◆ **Entries from a point annotation set**:
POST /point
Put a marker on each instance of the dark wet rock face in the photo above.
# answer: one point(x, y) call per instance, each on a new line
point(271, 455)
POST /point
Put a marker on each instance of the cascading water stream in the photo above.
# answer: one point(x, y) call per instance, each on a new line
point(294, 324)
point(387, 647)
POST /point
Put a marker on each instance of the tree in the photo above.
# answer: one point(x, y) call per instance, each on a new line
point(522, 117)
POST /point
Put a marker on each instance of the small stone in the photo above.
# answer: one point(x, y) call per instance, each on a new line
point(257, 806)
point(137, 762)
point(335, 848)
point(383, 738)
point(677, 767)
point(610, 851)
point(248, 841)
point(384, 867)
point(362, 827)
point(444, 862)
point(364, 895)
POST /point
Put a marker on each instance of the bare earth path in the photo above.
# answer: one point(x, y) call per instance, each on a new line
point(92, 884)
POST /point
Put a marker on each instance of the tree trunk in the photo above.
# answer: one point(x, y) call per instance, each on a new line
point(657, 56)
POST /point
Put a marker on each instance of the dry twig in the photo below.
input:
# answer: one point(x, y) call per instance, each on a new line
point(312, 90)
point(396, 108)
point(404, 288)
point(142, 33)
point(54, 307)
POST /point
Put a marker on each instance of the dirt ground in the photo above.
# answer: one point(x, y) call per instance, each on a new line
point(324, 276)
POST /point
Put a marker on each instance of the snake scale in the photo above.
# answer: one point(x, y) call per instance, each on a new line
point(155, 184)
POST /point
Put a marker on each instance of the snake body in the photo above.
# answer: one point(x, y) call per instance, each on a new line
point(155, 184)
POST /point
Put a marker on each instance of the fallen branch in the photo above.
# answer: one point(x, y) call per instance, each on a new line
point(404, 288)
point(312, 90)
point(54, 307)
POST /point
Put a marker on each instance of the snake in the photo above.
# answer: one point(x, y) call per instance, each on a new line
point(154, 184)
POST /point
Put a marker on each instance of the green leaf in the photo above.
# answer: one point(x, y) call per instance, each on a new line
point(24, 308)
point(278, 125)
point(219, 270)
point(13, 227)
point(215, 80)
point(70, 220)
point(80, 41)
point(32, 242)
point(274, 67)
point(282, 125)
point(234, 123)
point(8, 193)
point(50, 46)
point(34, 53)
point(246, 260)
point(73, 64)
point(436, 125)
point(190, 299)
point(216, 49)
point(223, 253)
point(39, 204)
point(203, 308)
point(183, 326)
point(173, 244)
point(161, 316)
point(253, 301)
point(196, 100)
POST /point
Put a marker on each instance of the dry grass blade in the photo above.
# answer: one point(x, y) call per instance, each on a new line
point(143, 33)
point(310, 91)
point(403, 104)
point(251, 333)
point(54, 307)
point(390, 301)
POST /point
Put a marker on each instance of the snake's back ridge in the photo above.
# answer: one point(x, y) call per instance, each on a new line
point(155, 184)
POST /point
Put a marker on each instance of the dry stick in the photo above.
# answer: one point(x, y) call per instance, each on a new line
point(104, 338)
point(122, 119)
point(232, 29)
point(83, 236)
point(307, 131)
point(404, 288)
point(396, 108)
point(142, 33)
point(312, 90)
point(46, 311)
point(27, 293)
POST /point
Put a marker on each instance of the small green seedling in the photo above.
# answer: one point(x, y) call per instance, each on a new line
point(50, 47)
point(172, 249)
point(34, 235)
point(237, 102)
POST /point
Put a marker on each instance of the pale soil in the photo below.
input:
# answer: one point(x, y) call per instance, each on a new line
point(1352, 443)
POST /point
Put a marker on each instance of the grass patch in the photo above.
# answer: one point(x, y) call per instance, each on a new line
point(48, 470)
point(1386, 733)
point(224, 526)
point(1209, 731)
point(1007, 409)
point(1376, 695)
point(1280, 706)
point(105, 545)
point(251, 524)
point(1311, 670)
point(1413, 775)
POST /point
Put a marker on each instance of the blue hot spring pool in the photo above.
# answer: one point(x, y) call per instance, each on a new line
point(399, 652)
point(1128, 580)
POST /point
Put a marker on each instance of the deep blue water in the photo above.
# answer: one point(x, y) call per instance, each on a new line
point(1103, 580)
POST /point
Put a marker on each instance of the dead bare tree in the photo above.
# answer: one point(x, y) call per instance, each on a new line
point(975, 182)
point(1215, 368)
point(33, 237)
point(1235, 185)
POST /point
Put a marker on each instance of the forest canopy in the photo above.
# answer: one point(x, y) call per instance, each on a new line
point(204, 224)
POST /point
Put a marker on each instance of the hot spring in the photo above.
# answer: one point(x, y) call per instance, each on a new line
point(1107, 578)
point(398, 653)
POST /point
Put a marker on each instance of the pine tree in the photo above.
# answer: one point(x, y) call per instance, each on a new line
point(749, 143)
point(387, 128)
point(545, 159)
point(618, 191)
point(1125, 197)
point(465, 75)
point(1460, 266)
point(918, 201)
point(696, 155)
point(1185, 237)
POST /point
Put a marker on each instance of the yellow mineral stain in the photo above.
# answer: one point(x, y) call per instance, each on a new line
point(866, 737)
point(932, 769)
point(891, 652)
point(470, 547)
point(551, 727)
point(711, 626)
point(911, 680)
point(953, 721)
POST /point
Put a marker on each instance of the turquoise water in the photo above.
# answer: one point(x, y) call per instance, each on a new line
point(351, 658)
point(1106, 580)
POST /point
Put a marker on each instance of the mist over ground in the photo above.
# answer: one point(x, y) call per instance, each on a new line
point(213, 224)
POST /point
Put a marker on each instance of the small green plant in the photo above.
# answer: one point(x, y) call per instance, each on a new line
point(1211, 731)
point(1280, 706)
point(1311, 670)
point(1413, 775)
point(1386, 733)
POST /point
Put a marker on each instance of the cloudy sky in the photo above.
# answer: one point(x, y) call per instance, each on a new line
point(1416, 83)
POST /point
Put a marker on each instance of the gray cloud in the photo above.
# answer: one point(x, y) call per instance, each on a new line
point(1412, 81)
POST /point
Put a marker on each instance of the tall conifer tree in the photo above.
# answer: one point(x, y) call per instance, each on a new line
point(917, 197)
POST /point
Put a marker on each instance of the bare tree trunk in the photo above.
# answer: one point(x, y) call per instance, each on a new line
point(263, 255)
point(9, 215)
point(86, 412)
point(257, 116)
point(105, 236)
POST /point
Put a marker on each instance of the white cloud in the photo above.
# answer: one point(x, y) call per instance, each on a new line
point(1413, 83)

◆ **Task objective**: Locate each line of the material above that contains the word "trunk" and copy those lines out.

◆ **Solution to this problem**:
Put a marker on each instance of the tree trunk in the photo above.
Put a marker on each instance of the bare tree trunk in the photo above.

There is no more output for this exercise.